Beantworte mit dem Auszug über das neue Far Cry diese Fragen:
(a) Welche Rolle spielt Giancarlo Esposito in dem Spiel?
(b) Welches reale Vorbild hat die Insel Yara?
(c) Wie heißt der Sohn des Diktators?

▸ AUSZUG:
>>

Jetzt auch mit Hollywood-Stars
In den vergangenen Ablegern waren die Bösewichter immer am Rande des Wahnsinns angesiedelt. Egal ob übereifrige Propheten, größenwahnsinnige Typen, verrückte Zwillingsschwestern oder andere durchgeknallte Irre. Sie alle hatten gemeinsam, dass sie keine „realen“ Charaktere waren – bis jetzt. Denn mit dem neuen Teil gibt sich erstmals ein echter Star ein Stelldichein. Die Rede ist von  Giancarlo Esposito, der euch unter anderem aus der Serie „Breaking Bad“ ein Begriff sein sollte. Im neuen Far Cry schlüpft er in die Rolle des Diktators Antón Castillo, der über die fiktive Insel Yara herrscht, deren reales Vorbild Kuba darstellt. Dort lebt er gemeinsam mit seinem Sohn Diego, den er nach und nach in seine künftige Rolle als Alleinherrscher der Insel einführen möchte. Doch während Vater Castillo gemeinsam mit seinen Schergen die Insel beherrscht, kann Diego dem Morden, Foltern und düsterem Treiben so gar nichts abgewinnen und wird daher immer wieder von seinem Vater auf den „richtigen“ Weg zurückgeführt.

<<

▸ BEREITGESTELLTE DATEN:
>>

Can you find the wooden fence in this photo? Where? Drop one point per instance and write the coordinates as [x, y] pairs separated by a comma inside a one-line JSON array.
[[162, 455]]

<<

▸ SCHRIFTLICHE ANTWORT:
(a) Er spielt den Diktator Antón Castillo, der über die Insel Yara herrscht.
(b) Das reale Vorbild ist Kuba.
(c) Er heißt Diego.